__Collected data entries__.
· · · ·

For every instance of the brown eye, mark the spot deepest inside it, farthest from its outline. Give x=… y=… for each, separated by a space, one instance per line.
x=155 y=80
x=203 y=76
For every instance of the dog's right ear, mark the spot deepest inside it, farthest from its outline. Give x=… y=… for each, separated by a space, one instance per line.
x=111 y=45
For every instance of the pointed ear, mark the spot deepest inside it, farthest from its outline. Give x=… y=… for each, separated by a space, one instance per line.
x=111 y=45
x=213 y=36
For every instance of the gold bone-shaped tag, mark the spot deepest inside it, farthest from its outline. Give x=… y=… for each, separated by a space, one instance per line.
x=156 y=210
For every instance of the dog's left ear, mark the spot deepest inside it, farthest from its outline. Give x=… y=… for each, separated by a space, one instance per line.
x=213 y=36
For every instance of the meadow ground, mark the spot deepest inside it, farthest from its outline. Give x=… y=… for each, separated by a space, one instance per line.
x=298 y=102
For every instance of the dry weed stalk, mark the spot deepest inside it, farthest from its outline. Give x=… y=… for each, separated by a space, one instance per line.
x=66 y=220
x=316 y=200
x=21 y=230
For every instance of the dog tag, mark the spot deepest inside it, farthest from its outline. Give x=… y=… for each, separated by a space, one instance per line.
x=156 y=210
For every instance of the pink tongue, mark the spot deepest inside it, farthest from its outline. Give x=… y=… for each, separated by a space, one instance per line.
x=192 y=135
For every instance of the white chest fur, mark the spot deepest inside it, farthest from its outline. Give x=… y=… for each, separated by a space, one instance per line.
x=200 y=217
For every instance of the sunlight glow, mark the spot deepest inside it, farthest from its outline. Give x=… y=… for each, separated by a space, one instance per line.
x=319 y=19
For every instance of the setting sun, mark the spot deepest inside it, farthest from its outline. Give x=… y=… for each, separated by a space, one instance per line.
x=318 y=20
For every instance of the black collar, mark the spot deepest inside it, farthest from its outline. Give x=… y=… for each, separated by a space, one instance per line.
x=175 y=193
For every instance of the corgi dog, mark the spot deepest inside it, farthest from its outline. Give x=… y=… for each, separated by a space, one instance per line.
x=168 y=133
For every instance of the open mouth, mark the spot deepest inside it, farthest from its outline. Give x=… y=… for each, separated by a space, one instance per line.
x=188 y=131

· · · ·

__Requirement__. All records above must be returned exactly as they appear.

__Output of the task__.
For every instance of the brown eye, mark the spot deepest inside it, farthest from its outline. Give x=… y=… for each, separated by a space, one instance per line.
x=155 y=80
x=203 y=76
For every instance of the dog's right ear, mark the spot deepest inside it, farthest from its outline. Give x=… y=… for each, separated by a space, one instance per line.
x=111 y=45
For every instance of the pointed ear, mark the spot deepest inside it, farthest from its outline. Give x=… y=… for each, separated by a space, one instance per line.
x=111 y=45
x=213 y=36
For every instance of the gold bone-shaped tag, mark the spot deepest inside it, farthest from its outline. Give x=… y=… for each, separated by a space, one instance per line.
x=156 y=210
For every instance of the dog's left ear, mark the spot deepest inside it, farthest from its outline. Give x=… y=… for each, separated by a space, one instance per line.
x=213 y=36
For every instance of the meadow ground, mark the spot deepest inside it, farthest from its outline. Give x=… y=… for each, separated by a space, one instance per line.
x=298 y=102
For every instance of the dry weed stalk, mark the spot deepest inside it, farthest from its outline. Give x=… y=… for each, separated by a space, one instance per line.
x=66 y=220
x=316 y=200
x=21 y=230
For every instance of the dog tag, mark the spot deepest inside it, farthest from its outline. Give x=… y=… for each, separated by a space, one instance per line.
x=156 y=210
For every instance of the pink tongue, mark the spot deepest inside it, farthest from its outline. Give x=… y=… for each, separated by a space, one instance per line.
x=192 y=135
For every instance of the white chest fur, mark the spot deepest inside it, farthest from its outline. Give x=… y=… for each, separated by a space, one instance per line.
x=200 y=217
For every instance of the sunlight glow, mark the spot deepest inside it, farthest from its outline. Give x=… y=… for each, separated by a space, one instance per line.
x=319 y=19
For every instance of the setting sun, mark the spot deepest inside it, farthest from its outline. Give x=… y=… for each, separated by a space, one instance per line.
x=318 y=20
For every instance of the black collar, mark the spot deepest inside it, farthest from its outline. Give x=… y=… for each, separated by a space, one instance per line.
x=175 y=193
For every instance of the corgi dog, mark the spot deepest inside it, farthest from its outline. Give x=… y=… for each, separated by a space, one instance per line.
x=168 y=133
For every instance of the open mouth, mark the spot deepest inside it, farthest from its outline. Give x=… y=… for each, separated by a space, one instance per line.
x=188 y=131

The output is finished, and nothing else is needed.